Problem requirements - Determine how many lines of this material contain "below". Give only the number.

--- Data ---

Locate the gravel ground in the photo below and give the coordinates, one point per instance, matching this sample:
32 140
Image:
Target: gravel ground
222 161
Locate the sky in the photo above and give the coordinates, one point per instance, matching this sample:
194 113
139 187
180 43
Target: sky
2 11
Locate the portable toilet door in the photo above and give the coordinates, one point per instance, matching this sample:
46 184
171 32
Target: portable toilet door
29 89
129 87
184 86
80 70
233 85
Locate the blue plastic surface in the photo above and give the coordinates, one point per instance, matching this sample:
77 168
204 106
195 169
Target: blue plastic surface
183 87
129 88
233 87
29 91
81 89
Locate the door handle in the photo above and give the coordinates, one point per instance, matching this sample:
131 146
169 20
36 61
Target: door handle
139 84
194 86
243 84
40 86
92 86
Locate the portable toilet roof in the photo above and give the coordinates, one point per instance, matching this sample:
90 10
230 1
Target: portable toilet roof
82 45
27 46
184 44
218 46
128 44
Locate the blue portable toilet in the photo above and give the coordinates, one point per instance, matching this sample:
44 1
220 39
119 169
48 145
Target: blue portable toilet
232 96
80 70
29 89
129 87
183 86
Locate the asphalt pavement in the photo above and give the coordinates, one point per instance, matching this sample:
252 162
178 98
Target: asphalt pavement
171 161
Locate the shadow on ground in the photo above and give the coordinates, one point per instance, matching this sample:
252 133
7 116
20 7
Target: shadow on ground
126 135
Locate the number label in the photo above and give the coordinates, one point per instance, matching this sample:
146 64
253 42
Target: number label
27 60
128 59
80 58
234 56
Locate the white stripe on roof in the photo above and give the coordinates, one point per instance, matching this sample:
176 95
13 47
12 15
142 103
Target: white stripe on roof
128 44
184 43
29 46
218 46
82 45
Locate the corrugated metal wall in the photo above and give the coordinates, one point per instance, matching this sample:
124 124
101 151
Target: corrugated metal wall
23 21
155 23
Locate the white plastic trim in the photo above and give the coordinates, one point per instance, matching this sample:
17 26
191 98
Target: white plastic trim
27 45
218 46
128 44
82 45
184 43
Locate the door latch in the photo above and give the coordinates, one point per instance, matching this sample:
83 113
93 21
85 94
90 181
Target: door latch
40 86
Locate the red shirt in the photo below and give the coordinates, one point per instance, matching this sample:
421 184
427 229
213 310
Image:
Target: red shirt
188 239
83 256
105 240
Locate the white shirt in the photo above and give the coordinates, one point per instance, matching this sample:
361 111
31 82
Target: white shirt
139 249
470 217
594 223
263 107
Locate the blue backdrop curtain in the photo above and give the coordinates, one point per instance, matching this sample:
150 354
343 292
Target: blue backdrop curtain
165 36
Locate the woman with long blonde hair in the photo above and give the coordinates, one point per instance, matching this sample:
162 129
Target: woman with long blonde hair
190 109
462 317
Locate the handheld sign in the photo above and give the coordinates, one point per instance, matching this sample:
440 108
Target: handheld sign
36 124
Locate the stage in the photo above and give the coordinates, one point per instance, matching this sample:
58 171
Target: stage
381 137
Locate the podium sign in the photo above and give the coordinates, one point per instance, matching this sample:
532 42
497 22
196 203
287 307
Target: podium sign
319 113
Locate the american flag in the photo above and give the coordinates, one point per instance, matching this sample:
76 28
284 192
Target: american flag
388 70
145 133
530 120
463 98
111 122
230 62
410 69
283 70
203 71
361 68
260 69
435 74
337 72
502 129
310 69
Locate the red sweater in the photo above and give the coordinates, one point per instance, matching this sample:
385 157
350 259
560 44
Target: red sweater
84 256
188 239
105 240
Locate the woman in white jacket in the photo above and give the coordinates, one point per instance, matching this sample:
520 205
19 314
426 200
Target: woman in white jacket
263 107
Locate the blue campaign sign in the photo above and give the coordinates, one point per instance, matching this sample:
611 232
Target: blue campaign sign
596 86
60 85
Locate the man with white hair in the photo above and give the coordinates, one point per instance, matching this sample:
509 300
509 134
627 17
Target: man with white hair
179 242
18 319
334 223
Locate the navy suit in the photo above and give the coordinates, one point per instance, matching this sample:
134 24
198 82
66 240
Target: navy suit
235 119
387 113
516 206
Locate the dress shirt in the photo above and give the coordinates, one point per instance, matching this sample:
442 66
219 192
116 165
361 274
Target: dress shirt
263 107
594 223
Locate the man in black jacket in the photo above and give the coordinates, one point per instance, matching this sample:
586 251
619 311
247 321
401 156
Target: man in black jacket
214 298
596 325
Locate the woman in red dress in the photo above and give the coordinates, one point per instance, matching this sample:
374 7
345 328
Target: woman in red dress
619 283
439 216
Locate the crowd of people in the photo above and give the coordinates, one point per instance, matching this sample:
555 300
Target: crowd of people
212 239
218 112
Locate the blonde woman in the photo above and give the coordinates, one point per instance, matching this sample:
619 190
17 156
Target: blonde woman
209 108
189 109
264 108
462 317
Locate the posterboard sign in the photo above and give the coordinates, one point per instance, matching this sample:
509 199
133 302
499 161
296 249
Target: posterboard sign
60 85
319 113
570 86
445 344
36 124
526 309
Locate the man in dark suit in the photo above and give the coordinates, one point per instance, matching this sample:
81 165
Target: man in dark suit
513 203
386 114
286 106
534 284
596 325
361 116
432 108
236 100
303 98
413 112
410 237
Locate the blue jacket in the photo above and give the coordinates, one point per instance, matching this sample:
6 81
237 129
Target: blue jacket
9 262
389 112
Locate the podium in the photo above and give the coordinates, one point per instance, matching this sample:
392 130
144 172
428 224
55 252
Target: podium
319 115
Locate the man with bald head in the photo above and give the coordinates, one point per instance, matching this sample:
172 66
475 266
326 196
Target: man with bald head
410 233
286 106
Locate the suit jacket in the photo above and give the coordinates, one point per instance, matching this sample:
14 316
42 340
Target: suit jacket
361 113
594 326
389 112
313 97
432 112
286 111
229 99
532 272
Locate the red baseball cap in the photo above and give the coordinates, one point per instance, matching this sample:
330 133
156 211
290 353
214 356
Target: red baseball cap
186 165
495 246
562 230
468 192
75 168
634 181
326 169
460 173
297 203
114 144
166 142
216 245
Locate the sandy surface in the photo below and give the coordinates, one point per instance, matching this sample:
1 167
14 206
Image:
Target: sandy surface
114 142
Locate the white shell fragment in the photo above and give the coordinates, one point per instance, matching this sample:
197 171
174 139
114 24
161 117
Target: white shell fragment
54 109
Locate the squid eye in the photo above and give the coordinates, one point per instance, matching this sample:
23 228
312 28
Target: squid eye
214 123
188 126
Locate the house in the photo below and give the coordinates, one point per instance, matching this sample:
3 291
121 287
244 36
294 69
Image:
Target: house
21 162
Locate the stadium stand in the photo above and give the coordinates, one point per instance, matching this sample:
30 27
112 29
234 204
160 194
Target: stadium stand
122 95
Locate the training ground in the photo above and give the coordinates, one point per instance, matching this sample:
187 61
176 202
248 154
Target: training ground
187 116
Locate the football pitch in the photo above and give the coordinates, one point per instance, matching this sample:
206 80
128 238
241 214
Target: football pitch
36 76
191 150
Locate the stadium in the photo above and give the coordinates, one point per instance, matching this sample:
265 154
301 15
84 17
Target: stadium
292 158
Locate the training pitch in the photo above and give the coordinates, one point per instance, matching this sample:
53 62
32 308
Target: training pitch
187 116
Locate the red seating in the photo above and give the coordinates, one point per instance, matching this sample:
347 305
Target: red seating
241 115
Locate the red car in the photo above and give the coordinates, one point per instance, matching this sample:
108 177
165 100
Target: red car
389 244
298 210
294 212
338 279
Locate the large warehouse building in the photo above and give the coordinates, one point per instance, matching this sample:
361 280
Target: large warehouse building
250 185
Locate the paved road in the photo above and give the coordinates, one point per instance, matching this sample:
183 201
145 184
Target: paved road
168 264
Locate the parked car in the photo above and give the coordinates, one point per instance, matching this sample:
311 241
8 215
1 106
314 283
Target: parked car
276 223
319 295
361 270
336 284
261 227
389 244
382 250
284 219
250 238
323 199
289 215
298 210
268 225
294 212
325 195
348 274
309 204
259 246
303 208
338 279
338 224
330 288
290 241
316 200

---

Response - 4